__WHAT TO DO__:
Copy word for word the part of the passage on the city's anti-racism health resolution, starting with "Brooklyn Councilmember Farah" and going on through "rebuilding public trust.".

__GIVEN PASSAGE__:
The New York City Board of Health has passed a resolution requesting that the Health Department expand its anti-racism work and setting out actions to do so, after formally declaring racism a public health crisis in 2020.
The resolution requires the department to develop and implement priorities for a racially just recovery from COVID-19, as well as other actions to address racism as a public health crisis in the short and long term.
Included in the actions are that the Health Department research, clarify and acknowledge examples of its historic role in divesting and underinvesting in critical community-led health programs, and participate in a truth and reconciliation process with communities harmed by these actions when possible; that it establish a Data for Equity internal working group to ensure the agency applies an intersectional, anti-racism equity lens to public health data and provide annual guidance to other NYC Mayoral agencies; and that it make recommendations on anti-racism, health-related NYC Charter revisions to the newly established Mayoral Racial Justice Commission.
The NYC Health Department is also required continue collaborations with sister agencies to report on fatalities, injuries, health conditions, by race, gender, and other demographics; perform an anti-racism review of the NYC Health Code in consultation with relevant community organizations; and more.
Health Commissioner Dr. Dave A. Chokshi said to build a healthier New York City, the city must confront racism as a public health crisis.
“The COVID-19 pandemic magnified inequities, leading to suffering disproportionately borne by communities of color in our City and across our nation. But these inequities are not inevitable,” he said.
“Today is an historic day for the country’s oldest Board of Health to officially recognize this crisis and demand action.”
Brooklyn Councilmember Farah N. Louis, who chairs the Committee on Mental Health, Disabilities, and Addictions, said the board’s declaration was a vital step forward in removing longstanding barriers to quality healthcare for all while rebuilding public trust.

__Data records__:
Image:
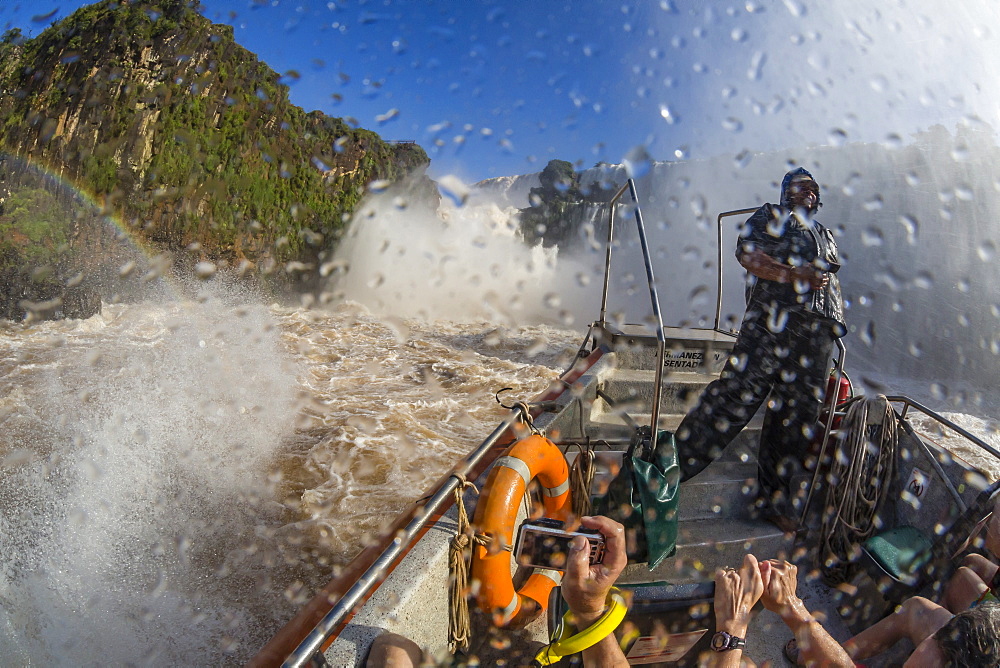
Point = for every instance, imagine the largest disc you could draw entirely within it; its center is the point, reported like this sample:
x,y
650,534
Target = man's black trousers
x,y
778,353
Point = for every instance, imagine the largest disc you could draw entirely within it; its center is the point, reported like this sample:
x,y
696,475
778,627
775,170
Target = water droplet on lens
x,y
637,162
872,236
910,225
204,270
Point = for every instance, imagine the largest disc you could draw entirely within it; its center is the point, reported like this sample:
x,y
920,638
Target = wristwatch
x,y
723,642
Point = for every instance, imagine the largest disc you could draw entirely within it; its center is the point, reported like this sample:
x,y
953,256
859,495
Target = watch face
x,y
723,641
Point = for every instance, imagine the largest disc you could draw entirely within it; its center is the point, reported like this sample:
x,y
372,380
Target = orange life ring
x,y
496,514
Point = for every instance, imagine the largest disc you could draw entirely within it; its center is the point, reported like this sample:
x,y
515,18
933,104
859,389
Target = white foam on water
x,y
461,262
143,469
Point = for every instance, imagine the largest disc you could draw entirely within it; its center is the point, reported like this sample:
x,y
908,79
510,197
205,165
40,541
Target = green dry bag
x,y
643,497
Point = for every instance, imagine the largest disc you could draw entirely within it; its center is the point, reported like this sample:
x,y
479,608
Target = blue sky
x,y
500,88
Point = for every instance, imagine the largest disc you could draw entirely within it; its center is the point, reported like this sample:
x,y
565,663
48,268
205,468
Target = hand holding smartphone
x,y
544,543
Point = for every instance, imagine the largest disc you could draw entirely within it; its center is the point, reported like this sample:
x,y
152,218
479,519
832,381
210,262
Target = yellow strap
x,y
564,646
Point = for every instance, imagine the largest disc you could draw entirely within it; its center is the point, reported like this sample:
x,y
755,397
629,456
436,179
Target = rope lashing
x,y
523,409
459,622
864,464
581,475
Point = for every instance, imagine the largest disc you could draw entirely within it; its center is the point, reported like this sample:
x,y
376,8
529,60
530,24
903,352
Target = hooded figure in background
x,y
794,313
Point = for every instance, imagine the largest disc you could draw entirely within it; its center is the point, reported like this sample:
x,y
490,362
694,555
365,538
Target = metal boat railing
x,y
322,632
661,339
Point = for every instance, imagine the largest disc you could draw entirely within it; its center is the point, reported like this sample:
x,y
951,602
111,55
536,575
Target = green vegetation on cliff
x,y
186,135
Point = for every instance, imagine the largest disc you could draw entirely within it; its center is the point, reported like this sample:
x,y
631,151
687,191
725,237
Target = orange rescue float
x,y
496,515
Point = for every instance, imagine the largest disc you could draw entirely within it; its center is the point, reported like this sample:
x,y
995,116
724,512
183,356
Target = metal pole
x,y
839,373
607,254
718,284
661,341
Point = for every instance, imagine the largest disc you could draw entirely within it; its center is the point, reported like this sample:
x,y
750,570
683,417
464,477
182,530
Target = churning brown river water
x,y
176,478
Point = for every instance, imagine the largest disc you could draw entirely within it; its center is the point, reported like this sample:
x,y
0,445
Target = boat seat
x,y
674,622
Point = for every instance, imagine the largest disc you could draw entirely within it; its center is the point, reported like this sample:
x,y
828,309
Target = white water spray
x,y
129,510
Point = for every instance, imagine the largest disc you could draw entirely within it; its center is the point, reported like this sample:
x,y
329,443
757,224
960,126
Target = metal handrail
x,y
661,339
908,402
718,290
313,643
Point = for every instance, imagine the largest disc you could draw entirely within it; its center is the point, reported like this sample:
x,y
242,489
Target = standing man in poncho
x,y
794,313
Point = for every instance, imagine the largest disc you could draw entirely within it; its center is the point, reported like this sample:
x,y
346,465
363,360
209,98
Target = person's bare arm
x,y
816,646
585,587
762,265
736,592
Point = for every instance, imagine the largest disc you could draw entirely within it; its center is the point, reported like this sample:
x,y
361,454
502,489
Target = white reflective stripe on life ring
x,y
516,465
555,576
508,612
522,469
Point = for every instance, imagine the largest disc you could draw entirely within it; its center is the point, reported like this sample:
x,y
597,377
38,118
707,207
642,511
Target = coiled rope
x,y
581,475
459,551
858,484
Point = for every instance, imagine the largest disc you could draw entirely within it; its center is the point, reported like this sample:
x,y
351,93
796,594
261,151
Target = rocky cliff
x,y
186,137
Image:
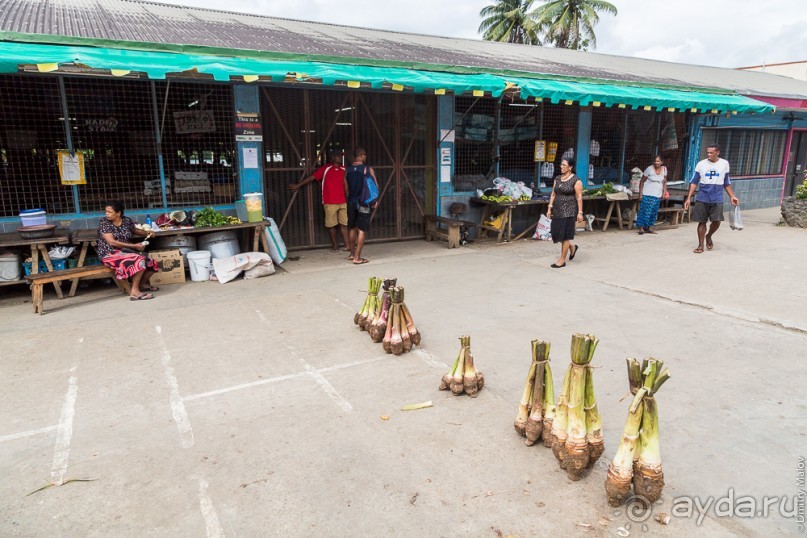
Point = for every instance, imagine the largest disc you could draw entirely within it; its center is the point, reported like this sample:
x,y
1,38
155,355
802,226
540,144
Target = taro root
x,y
638,459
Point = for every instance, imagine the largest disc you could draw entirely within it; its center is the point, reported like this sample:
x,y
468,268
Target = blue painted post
x,y
583,143
445,148
158,139
249,139
68,137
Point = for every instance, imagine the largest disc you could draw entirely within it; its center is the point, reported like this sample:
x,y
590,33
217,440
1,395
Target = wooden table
x,y
37,247
505,232
87,238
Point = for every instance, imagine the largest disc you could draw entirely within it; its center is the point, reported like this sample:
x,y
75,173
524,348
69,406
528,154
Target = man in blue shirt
x,y
712,174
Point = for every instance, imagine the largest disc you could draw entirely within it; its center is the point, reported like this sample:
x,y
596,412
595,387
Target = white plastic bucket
x,y
33,217
199,264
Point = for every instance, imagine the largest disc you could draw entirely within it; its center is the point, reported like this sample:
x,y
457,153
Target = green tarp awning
x,y
120,61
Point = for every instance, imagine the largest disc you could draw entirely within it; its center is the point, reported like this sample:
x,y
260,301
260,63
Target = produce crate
x,y
58,265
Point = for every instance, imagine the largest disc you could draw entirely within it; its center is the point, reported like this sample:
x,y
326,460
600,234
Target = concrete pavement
x,y
254,408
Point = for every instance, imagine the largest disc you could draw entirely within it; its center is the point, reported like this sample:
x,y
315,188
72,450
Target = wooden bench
x,y
39,280
451,233
672,215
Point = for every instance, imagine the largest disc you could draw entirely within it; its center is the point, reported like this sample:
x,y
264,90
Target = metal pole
x,y
68,137
158,131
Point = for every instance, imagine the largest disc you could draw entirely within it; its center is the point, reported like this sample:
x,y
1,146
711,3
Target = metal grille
x,y
31,130
112,123
302,125
750,152
522,123
198,143
631,139
474,151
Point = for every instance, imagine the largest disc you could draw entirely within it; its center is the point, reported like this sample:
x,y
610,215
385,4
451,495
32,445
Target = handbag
x,y
369,189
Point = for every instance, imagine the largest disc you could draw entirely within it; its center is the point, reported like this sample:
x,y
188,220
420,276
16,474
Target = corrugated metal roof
x,y
148,22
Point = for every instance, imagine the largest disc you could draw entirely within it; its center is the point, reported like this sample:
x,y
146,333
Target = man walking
x,y
358,211
712,174
332,176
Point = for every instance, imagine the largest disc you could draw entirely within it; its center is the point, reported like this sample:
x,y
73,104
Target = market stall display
x,y
463,375
577,440
638,459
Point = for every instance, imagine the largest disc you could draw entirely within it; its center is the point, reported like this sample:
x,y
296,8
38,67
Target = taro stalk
x,y
549,405
578,451
378,327
648,477
526,398
535,422
559,425
469,380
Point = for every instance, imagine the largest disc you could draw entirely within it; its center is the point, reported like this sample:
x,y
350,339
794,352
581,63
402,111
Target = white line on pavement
x,y
61,453
29,433
212,524
178,410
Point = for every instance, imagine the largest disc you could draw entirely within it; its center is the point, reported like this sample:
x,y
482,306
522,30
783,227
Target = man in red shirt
x,y
334,201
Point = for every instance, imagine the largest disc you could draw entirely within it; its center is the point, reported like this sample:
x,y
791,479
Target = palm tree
x,y
510,21
570,23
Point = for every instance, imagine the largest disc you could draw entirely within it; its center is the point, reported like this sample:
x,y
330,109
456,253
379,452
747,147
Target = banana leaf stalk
x,y
578,451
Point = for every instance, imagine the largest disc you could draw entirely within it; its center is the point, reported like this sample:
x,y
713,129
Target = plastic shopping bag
x,y
735,219
542,229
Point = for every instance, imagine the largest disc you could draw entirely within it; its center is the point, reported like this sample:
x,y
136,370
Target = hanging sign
x,y
71,168
195,121
248,127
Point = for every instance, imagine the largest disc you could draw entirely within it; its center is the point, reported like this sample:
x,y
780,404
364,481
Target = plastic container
x,y
185,244
254,203
199,263
33,217
9,267
220,244
58,265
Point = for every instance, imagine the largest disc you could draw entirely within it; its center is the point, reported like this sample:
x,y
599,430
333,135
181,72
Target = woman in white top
x,y
651,189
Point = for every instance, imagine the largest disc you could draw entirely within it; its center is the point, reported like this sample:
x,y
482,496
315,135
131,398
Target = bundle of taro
x,y
401,333
463,376
537,409
371,305
378,326
638,458
577,429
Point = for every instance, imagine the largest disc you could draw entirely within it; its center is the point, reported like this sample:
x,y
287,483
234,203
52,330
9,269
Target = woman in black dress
x,y
565,210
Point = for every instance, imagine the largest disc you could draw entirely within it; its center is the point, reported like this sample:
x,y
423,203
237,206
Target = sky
x,y
720,33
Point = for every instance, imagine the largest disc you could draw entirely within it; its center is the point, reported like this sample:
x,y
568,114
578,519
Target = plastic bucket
x,y
219,244
199,264
33,217
254,202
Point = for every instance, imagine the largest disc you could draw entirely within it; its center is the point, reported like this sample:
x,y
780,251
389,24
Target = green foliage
x,y
210,217
510,21
569,24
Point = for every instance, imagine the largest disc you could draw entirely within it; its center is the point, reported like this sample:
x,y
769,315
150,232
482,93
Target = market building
x,y
178,107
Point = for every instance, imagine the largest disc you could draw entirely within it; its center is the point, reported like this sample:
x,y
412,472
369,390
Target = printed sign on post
x,y
71,168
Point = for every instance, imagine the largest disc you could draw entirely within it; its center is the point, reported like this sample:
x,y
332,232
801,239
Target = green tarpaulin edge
x,y
158,64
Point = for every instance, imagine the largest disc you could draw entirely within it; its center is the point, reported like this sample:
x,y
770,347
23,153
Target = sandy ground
x,y
255,408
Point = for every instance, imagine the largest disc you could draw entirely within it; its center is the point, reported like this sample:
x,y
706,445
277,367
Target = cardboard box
x,y
172,267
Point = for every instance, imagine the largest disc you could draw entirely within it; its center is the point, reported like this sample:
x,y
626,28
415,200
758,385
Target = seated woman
x,y
127,259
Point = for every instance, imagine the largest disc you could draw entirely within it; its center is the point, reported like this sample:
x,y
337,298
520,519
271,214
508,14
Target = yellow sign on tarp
x,y
71,168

__OUTPUT OF THE EXERCISE__:
Brooklyn Councilmember Farah N. Louis, who chairs the Committee on Mental Health, Disabilities, and Addictions, said the board’s declaration was a vital step forward in removing longstanding barriers to quality healthcare for all while rebuilding public trust.